**TEXTE EXTRAIT:**
★ ★ ★ ★ ★

Si bien que c’est le ministère des Transports lui-même qui a annoncé se saisir de cette affaire. « Un échange a eu lieu le 7 août dernier entre [cette automobiliste] et le service de surveillance du marché des véhicules et des moteurs (SSMVM), un service rattaché au ministère des Transports. [...] Le ministère va interroger les constructeurs et procéder à la réalisation d’essais », a déclaré le ministère à Ici, précisant que d’autres cas lui ont été remontés.
« Je suis absolument certaine de ne pas avoir freiné »
L’accident de Joanna aurait en effet pu bien plus mal se terminer, les passagers qui l’accompagnaient s’en sont sortis avec « de petites blessures », comme une entorse des cervicales ou des gros hématomes.
Mais le récit d’une automobiliste pour des faits datant de décembre 2023 s’avère bien plus dramatique. « On revenait de déplacement avec mon assistante. J’étais à vitesse normale sur l’autoroute. Et la voiture a freiné subitement, alors que j’étais en train d’accélérer. En quelques secondes, on est passé de 130 km/h, à l’arrêt. On a été percutées par l’arrière. Ma passagère est décédée, je suis tombée dans le coma », raconte Aurélie, toujours auprès de France Inter.
Alors que sa voiture a été expertisée trois fois, aucun dysfonctionnement n’a été détecté. « Je suis absolument certaine de ne pas avoir freiné. Il n’y a pas eu de bip sonore, de lumière. C’est comme si on avait enclenché un frein moteur puissant », décrit-elle.
Aurélie a été condamnée début juillet à de la prison avec sursis pour homicide involontaire. Mais celle-ci est persuadée de son innocence. « Mon objectif, c’est que justice soit rendue, que la vérité soit faite. Que quand il y a un défaut sur une voiture, ce soit reconnu, pour la victime, pour les familles. Ça ne ramènera pas ceux qui sont partis, mais ça pourra changer le futur, parce qu’on aura renforcé les contrôles, parce qu’on sera plus vigilant », poursuit-elle.
Le freinage d’urgence remis en cause ?
Ces phénomènes de « freinage fantôme » pourraient-ils être dus à des dysfonctionnements des systèmes de freinage d’urgence automatiques, obligatoires sur tous les véhicules neufs vendus dans l’Union européenne depuis 2022. Pas impossible pour Christophe Theuil, vice-président de la Fédération française de l’expertise automobile. « Les conditions environnementales peuvent être défavorables à ces systèmes de capteurs, en cas de pluie, brouillard, neige, obscurité, soleil rasant ou contre-jour. Dans ces cas-là, le système peut se déconnecter, mais parfois, il ne le fait pas et les capteurs peuvent détecter des choses qui n’existent pas », avance-t-il auprès d’Ici.
Ce dernier met néanmoins en garde contre des erreurs humaines ou d’autres problèmes sur le véhicule venant dérégler les capteurs, et souligne l’utilité d’un « outil qui sauve des vies tous les jours ».
De leur côté, les constructeurs affirment n’avoir détecté aucune anomalie du système de freinage d’urgence durant les analyses des véhicules accidentés. Charge au ministère des Transports désormais d’étudier si oui ou non, il s’agit bel et bien d’un phénomène répandu.

★ ★ ★ ★ ★

**CONTENU DES DONNÉES:**
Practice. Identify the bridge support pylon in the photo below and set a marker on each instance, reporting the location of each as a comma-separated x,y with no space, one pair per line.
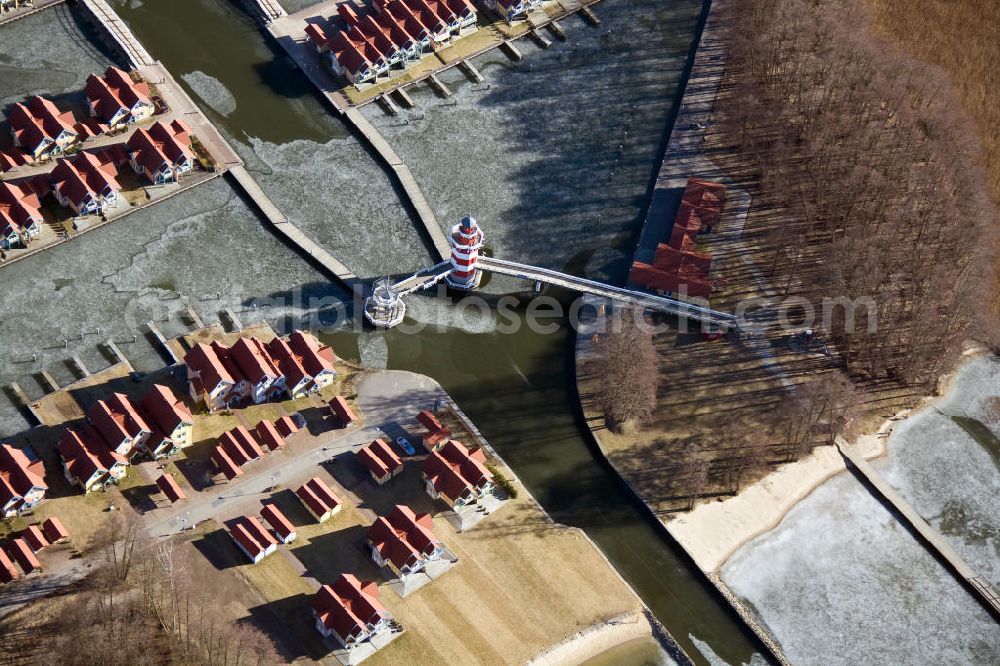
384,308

★ ★ ★ ★ ★

**CONSIGNE ÉCRITE 1:** Recopiez mot pour mot le passage du texte sur le freinage fantôme qui va de "L’accident de Joanna" jusqu'à "des gros hématomes.", ces deux bornes comprises.
**CONSIGNE ÉCRITE 2:** Résumez en trois phrases le texte sur le freinage fantôme.

**RÉSULTAT FINAL 1:**
L’accident de Joanna aurait en effet pu bien plus mal se terminer, les passagers qui l’accompagnaient s’en sont sortis avec « de petites blessures », comme une entorse des cervicales ou des gros hématomes.

**RÉSULTAT FINAL 2:** Le ministère des Transports annonce qu'il va interroger les constructeurs et faire des essais, après plusieurs cas de « freinage fantôme » qui lui ont été signalés. Aurélie affirme que sa voiture a freiné subitement sur l'autoroute en décembre 2023, passant de 130 km/h à l'arrêt, et que sa passagère est morte dans le choc ; condamnée à de la prison avec sursis, elle se dit innocente. Un expert juge possible une défaillance des systèmes de freinage d'urgence automatiques quand la météo ou la lumière sont mauvaises, tandis que les constructeurs disent n'avoir trouvé aucune anomalie sur les véhicules accidentés.